(Excerpts from point annotation data)
** Begin **

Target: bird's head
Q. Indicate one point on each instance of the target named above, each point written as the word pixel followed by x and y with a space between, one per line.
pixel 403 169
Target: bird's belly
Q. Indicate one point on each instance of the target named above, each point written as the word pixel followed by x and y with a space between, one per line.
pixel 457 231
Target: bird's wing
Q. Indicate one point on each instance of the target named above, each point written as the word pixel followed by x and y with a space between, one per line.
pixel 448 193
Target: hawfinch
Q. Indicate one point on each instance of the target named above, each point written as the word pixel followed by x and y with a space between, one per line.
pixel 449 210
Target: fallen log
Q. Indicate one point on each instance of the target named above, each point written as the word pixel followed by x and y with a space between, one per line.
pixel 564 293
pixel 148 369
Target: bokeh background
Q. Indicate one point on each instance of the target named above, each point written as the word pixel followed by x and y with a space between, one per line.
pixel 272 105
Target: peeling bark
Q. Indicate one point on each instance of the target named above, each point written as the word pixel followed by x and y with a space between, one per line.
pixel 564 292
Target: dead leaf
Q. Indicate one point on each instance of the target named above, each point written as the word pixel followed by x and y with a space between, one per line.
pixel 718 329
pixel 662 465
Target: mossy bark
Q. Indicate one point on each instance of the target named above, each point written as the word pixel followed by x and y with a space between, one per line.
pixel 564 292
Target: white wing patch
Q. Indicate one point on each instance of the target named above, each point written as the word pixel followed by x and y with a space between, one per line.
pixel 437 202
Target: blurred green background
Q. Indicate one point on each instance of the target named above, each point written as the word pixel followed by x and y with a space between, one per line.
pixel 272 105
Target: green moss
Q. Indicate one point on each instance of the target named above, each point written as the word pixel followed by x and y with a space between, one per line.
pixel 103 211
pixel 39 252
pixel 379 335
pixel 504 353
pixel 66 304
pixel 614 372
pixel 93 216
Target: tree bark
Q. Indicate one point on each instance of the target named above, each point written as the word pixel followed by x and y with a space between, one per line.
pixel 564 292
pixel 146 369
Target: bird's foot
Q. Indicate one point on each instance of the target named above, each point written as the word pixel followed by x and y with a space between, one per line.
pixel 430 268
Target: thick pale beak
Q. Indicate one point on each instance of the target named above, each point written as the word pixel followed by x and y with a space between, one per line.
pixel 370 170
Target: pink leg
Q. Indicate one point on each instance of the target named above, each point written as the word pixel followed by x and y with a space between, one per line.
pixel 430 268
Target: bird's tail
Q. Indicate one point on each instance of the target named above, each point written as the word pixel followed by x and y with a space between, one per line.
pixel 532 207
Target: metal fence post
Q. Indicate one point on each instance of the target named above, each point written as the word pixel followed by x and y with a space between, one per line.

** End **

* **To be done**
Format all of the data above as a JSON array of strings, one string per line, leaving out any blank lines.

* **Answer for the task**
[
  "Target: bird's head",
  "Q. Indicate one point on each instance of the target named above, each point written as the word pixel followed by x and y with a space between, one per line.",
  "pixel 403 169",
  "Target: bird's belly",
  "Q. Indicate one point on each instance of the target named above, each point written as the word pixel followed by x and y with a space between, one per line.",
  "pixel 457 231",
  "Target: bird's wing",
  "Q. Indicate one point on each instance of the target named above, each point written as the word pixel followed by x and y with a space between, one per line.",
  "pixel 448 193",
  "Target: hawfinch",
  "Q. Indicate one point on each instance of the target named above, each point written as the word pixel followed by x and y with a space between, one per line.",
  "pixel 449 210",
  "Target: fallen log",
  "Q. Indicate one point on each instance of the target named above, each point written as the word pixel followed by x and y with a space between, one per line.",
  "pixel 564 293",
  "pixel 148 369",
  "Target: bokeh background",
  "Q. Indicate one point on each instance of the target named above, each point written as the word pixel followed by x and y with a space between, one per line.",
  "pixel 272 105",
  "Target: peeling bark",
  "Q. Indicate one point on each instance of the target named above, each point written as the word pixel followed by x and y with a space between, one per line.",
  "pixel 564 292",
  "Target: dead leaf",
  "Q. Indicate one point on each instance of the target named above, each point written as the word pixel followed by x and y with a space between, one per line.",
  "pixel 718 329",
  "pixel 662 465",
  "Target: mossy bark",
  "Q. Indicate one point on each instance of the target named above, each point written as the word pixel followed by x and y with a space between, one per line.",
  "pixel 564 292",
  "Target: white wing patch",
  "Q. Indicate one point on each instance of the target named above, each point written as the word pixel followed by x and y with a space between, one per line.",
  "pixel 437 202",
  "Target: blurred green background",
  "Q. Indicate one point on each instance of the target named above, each point written as the word pixel followed by x and y with a space between, one per line.",
  "pixel 272 105",
  "Target: green moss",
  "Q. Indicate one point on each instance of the target named above, each point written as the word pixel followed by x and y with a space between, one per line.",
  "pixel 103 211",
  "pixel 39 252",
  "pixel 379 335",
  "pixel 504 353",
  "pixel 66 304",
  "pixel 614 372",
  "pixel 93 216",
  "Target: tree bark",
  "Q. Indicate one point on each instance of the target named above, each point written as the word pixel followed by x and y with a space between, one per line.",
  "pixel 564 292",
  "pixel 146 369",
  "Target: bird's foot",
  "Q. Indicate one point on each instance of the target named above, each point written as the word pixel followed by x and y with a space between, one per line.",
  "pixel 430 268",
  "Target: thick pale beak",
  "Q. Indicate one point on each instance of the target named above, each point written as the word pixel followed by x and y with a space between, one per line.",
  "pixel 370 170",
  "Target: pink leg",
  "Q. Indicate one point on each instance of the target named above, each point written as the word pixel followed by x and y with a space between, one per line.",
  "pixel 430 268",
  "Target: bird's tail",
  "Q. Indicate one point on each instance of the target named above, each point written as the word pixel followed by x and y with a space between, one per line.",
  "pixel 532 207",
  "Target: metal fence post",
  "Q. Indicate one point on each instance of the target named above, each point written as the word pixel followed by x and y with a space between, one per line."
]